◆ **REQUEST 1**
Copy these rows word for word, starting with the line containing "query: table top" and going on through the line containing "[[[203,173],[130,177],[135,208],[236,202]]]".

◆ **SOURCE DOCUMENT**
-- start --

Civil Rights Victory in Federal Court

Newspaper Extra Headline

One of Alan Gura’s cases, Mance v. Holder just won in district court. This case challenged the ban on interstate transfers of handguns through an FFL. You can find the opinion here.

In the absence of any evidence of founding-era thinking that contemplated that interstate, geography-based, or residency-based firearm restrictions would be acceptable, the Court finds that the federal interstate handgun transfer ban burdens conduct that falls within the scope of the Second Amendment.


To obtain a handgun from an out-of-state FFL retailer, the federal interstate handgun transfer ban imposes substantial additional time and expense to those who desire to purchase one. Restricting the distribution channels of legal goods protected by the Constitution to a small fraction of the total number of possible retail outlets requires a compelling interest that is narrowly tailored.

The court applied strict scrutiny, and despite the government’s attempts to argue they needed the restriction in order to prevent criminals from circumventing state guns laws, the judge wasn’t buying it. What’s also very interesting is that he argues that the Brady Act changed the game for the GCA ’68 restrictions, with the idea that in an era of instant background checks, some GCA requirements cannot stand up to strict scrutiny.

Pursuant to the Brady Act, before an FFL may sell or deliver a firearm to a non-FFL, he must complete a criminal background check through the National Instant Criminal Background Check System (“NICS”) to ensure the purchaser is legally entitled to obtain and possess the firearm. 18 U.S.C. § 922(t). States may also create a Point of Contact (“POC”), who acts as a liaison to NICS, to run the background check and receive notice of anticipated firearms purchases by its citizens. See 28 C.F.R. §§ 25.1-.2, 25.6(d). In other words, to complete a background check, the FFL contacts either (1) the state POC, if there is one; or (2) NICS, if the state has not designated a POC. See id. Current law therefore ensures potential purchasers can legally acquire and possess a firearm under state and federal law, and those states that desire to receive notice of firearms purchased by its citizens simply establish a POC.

-- end --

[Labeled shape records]
-- start --

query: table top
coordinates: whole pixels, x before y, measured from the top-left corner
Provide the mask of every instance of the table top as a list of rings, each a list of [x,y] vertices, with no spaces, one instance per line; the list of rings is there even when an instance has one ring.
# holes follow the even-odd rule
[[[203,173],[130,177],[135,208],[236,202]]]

-- end --
-- start --

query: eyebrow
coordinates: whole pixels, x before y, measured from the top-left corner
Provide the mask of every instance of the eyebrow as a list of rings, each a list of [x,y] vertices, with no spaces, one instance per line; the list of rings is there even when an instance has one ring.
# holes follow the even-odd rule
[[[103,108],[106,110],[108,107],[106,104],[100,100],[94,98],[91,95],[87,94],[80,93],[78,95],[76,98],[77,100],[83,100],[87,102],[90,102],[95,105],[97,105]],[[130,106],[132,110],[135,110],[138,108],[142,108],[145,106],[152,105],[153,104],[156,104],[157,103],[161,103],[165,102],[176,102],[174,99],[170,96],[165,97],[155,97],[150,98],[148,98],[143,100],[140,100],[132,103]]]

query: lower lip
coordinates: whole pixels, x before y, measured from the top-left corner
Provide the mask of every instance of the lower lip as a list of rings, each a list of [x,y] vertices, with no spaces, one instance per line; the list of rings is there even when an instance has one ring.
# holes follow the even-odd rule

-- end --

◆ **REQUEST 2**
Do the following statements agree with the post on the Mance v. Holder ruling? Answer yes or no for each and quote the words of the post that decide it.
(a) The case challenged a ban on interstate transfers of handguns through an FFL.
(b) The court applied intermediate scrutiny to the ban.
(c) Under the Brady Act, an FFL must complete a criminal background check before selling or delivering a firearm to a non-FFL.

◆ **WORKED ANSWER 1**
query: table top
coordinates: whole pixels, x before y, measured from the top-left corner
Provide the mask of every instance of the table top as a list of rings, each a list of [x,y] vertices, with no spaces, one instance per line; the list of rings is there even when an instance has one ring.
# holes follow the even-odd rule
[[[203,173],[130,177],[135,208],[236,202]]]

◆ **WORKED ANSWER 2**
(a) Yes: "This case challenged the ban on interstate transfers of handguns through an FFL."
(b) No: "The court applied strict scrutiny"
(c) Yes: "before an FFL may sell or deliver a firearm to a non-FFL, he must complete a criminal background check through the National Instant Criminal Background Check System"